● **Task requirements**: Copy the passage of the Mecanum wheels robot text from "What’s left for" to "using a smartphone.", substituting "tablet" for "smartphone".

Mecanum Wheels Robot Arduino Code

What’s left for this video is to take a look at the Arduino code. Actually, there are two separate Arduino codes. This one is for controlling the robot using the NRF24L01 modules and other is for controlling to robot using a smartphone.

Arduino code for controlling the robot using the NRF24L01 modules:

/*
   === Arduino Mecanum Wheels Robot ===
     Radio control with NRF24L01 
  by Dejan, www.HowToMechatronics.com
  Libraries:
  RF24, https://github.com/tmrh20/RF24/
  AccelStepper by Mike McCauley: http://www.airspayce.com/mikem/arduino/AccelStepper/index.html

*/

#include <SPI.h>
#include <nRF24L01.h>
#include <RF24.h>

#include <AccelStepper.h>

RF24 radio(48, 49);   // nRF24L01 (CE, CSN)

● **Records excerpted from a collection**:
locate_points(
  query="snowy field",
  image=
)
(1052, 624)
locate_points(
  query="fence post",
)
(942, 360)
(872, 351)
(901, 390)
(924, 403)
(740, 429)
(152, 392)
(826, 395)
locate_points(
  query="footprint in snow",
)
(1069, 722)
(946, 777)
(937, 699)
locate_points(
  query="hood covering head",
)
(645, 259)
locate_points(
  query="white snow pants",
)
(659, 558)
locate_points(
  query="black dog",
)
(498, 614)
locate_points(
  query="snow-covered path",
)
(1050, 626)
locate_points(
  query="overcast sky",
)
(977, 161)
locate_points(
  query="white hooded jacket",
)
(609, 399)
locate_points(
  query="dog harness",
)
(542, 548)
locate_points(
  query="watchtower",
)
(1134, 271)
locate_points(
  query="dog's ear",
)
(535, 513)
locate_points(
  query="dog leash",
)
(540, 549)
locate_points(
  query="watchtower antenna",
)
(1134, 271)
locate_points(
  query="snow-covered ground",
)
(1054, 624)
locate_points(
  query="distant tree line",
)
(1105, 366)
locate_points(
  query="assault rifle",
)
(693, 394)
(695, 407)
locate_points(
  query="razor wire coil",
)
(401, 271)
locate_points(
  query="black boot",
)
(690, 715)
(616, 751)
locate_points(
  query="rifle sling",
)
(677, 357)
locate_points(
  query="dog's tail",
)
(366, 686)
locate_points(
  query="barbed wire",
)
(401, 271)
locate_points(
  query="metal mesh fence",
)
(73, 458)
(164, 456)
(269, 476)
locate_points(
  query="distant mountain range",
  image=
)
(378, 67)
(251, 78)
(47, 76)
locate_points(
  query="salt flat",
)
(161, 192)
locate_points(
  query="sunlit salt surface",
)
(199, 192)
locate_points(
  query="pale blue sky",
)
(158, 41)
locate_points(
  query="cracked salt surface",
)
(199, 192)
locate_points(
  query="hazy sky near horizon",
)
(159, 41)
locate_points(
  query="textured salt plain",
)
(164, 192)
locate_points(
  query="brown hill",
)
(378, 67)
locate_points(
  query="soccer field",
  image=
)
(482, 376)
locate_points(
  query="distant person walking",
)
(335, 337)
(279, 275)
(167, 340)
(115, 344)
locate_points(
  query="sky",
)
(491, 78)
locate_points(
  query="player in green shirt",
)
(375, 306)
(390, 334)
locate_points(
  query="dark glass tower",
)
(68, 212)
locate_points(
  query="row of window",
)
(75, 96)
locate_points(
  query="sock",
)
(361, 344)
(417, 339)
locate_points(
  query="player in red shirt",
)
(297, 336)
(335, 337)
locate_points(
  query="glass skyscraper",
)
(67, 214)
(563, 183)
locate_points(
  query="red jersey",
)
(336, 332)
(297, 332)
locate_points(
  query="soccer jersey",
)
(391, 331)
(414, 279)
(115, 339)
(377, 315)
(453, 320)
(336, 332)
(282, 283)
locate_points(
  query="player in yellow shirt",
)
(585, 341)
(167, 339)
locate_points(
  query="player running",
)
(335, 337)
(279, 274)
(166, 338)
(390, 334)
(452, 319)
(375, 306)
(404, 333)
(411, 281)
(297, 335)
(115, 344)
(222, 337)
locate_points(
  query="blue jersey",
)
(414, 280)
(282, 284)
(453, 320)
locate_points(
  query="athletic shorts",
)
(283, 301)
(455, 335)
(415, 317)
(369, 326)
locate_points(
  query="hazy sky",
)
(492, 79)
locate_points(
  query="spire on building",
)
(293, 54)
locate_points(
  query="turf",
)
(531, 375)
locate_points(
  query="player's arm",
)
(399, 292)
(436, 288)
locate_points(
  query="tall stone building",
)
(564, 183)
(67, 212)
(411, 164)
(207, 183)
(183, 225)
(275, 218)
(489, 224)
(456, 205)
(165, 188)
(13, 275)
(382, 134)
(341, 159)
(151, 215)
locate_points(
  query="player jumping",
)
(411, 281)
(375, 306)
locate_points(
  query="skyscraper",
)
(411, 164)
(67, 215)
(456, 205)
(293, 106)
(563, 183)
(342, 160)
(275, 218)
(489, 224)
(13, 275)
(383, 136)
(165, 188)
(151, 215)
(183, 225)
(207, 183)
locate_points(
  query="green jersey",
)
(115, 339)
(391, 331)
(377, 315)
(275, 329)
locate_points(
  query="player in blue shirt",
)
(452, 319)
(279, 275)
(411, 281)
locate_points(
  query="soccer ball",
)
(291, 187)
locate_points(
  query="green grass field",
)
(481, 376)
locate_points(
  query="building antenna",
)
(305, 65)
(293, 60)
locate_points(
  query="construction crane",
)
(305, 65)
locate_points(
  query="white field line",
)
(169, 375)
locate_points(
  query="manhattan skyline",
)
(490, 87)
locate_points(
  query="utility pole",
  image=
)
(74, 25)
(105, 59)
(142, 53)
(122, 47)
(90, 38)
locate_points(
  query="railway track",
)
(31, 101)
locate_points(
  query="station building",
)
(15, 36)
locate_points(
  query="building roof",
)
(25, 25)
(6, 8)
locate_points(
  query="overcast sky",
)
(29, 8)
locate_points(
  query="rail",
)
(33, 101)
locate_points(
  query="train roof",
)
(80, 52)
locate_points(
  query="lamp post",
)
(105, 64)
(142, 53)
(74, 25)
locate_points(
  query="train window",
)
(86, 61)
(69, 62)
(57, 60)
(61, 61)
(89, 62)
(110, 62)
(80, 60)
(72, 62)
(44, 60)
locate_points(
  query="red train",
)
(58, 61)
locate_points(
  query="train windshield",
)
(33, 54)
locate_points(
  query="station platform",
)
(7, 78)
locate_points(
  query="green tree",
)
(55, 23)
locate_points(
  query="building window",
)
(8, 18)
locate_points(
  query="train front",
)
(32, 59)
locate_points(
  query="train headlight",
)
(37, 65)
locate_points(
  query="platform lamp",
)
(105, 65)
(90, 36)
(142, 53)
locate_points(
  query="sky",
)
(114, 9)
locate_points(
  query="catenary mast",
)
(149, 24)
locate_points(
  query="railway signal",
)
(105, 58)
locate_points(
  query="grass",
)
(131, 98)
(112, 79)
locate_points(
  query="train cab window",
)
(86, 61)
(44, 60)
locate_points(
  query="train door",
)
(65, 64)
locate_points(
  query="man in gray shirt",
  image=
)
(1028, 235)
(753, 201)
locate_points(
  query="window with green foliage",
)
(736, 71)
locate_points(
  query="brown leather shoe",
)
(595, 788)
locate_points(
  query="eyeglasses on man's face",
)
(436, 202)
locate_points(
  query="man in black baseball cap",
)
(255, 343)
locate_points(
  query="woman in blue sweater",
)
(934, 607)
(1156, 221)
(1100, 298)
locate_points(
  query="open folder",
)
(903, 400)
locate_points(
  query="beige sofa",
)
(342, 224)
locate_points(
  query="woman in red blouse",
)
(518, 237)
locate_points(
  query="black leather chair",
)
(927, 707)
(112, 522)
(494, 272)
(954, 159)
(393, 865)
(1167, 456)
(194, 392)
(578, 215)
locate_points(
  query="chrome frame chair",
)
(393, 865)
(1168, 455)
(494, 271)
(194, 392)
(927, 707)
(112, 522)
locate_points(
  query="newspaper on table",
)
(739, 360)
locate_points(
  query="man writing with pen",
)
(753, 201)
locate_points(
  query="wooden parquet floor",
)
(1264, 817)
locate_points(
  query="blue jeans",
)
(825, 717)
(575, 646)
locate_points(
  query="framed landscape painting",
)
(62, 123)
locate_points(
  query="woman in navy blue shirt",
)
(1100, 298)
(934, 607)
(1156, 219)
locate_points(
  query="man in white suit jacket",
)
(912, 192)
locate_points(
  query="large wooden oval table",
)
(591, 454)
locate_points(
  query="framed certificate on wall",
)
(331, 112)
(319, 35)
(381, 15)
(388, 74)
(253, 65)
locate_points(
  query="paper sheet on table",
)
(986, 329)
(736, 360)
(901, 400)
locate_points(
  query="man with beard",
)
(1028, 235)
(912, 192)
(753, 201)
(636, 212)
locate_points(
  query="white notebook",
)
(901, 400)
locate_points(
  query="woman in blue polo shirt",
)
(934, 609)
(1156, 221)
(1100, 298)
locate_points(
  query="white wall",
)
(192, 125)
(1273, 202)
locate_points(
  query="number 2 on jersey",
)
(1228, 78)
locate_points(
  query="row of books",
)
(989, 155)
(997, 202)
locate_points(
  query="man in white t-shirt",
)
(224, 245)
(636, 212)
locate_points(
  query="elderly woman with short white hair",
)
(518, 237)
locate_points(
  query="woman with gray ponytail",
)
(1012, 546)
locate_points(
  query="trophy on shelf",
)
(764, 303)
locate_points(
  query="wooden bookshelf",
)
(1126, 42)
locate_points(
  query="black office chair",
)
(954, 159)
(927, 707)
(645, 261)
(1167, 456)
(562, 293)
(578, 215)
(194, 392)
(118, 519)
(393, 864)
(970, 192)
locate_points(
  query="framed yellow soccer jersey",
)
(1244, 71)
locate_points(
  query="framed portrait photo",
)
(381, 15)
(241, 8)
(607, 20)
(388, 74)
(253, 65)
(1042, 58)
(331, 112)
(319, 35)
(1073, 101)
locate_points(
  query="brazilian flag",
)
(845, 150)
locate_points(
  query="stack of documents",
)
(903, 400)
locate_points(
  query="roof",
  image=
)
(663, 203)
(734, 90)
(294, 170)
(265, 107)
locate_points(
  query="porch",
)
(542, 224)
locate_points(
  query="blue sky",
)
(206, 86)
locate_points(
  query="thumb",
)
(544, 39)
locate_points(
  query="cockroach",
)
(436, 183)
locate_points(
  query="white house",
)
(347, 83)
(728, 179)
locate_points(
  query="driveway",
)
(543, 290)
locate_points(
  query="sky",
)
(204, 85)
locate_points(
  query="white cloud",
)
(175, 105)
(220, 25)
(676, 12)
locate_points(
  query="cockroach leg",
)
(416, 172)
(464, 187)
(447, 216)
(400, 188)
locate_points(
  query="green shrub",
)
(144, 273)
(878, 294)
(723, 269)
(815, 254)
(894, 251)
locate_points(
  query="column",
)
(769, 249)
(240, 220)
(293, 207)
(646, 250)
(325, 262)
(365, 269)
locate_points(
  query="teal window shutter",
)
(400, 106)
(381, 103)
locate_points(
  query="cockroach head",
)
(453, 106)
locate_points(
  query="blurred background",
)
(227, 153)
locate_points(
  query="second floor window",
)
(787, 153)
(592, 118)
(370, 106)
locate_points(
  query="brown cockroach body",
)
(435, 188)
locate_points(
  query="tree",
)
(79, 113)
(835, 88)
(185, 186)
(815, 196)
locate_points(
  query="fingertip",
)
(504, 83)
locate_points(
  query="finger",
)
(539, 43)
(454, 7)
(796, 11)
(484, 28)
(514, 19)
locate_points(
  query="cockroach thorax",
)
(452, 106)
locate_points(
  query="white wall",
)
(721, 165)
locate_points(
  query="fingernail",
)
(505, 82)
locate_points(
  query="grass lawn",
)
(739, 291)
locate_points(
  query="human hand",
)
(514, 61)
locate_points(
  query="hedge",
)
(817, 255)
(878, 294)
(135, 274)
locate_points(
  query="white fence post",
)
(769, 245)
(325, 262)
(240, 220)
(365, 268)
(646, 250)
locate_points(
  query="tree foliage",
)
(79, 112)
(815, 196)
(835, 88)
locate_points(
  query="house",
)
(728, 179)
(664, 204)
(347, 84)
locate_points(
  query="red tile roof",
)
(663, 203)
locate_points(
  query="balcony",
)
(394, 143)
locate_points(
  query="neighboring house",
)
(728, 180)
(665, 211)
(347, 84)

● **Complete answer**:
What’s left for this video is to take a look at the Arduino code. Actually, there are two separate Arduino codes. This one is for controlling the robot using the NRF24L01 modules and other is for controlling to robot using a tablet.